_EXTRACTED DATA_:

--- Begin ---

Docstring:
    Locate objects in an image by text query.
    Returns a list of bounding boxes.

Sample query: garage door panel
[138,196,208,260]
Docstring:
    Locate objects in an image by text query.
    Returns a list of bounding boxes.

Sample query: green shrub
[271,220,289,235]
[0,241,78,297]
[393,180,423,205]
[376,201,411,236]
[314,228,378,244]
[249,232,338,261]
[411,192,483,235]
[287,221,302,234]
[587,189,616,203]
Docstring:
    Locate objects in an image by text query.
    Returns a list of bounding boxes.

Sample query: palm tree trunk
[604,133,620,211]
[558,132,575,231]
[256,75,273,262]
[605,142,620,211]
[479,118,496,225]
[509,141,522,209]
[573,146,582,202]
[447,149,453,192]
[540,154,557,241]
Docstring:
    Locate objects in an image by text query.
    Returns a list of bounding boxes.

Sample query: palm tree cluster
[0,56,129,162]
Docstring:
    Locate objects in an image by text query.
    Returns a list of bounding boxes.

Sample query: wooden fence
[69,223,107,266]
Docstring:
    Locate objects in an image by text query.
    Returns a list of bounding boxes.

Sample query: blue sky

--- End ---

_WHAT YOU ARE ASKED TO DO_: Reproduce all of the items above, line for line, with no changes.

_RESPONSE TO THIS TASK_:
Docstring:
    Locate objects in an image by text query.
    Returns a list of bounding boxes.

Sample query: garage door panel
[138,196,208,260]
Docstring:
    Locate objects in an image by text query.
    Returns a list of bounding boxes.

Sample query: green shrub
[271,220,289,235]
[0,241,78,297]
[393,180,423,205]
[376,201,411,236]
[314,228,378,244]
[249,232,338,261]
[411,192,483,235]
[287,221,302,234]
[587,189,616,203]
Docstring:
    Locate objects in an image by text query.
    Returns a list of bounding boxes.

Sample query: palm tree trunk
[604,133,620,211]
[558,132,575,231]
[256,75,273,262]
[605,142,620,211]
[479,118,496,225]
[509,141,522,209]
[573,146,582,202]
[447,149,453,192]
[540,154,557,241]
Docstring:
    Locate objects in an image by text query.
    Returns a list of bounding boxes.

Sample query: palm tree cluster
[0,56,129,162]
Docstring:
    Locate objects in an image by text query.
    Returns a list of bounding boxes.

Sample query: wooden fence
[69,223,107,266]
Docstring:
    Locate objects in an image by text query.
    Returns a list of bounding boxes.

Sample query: blue sky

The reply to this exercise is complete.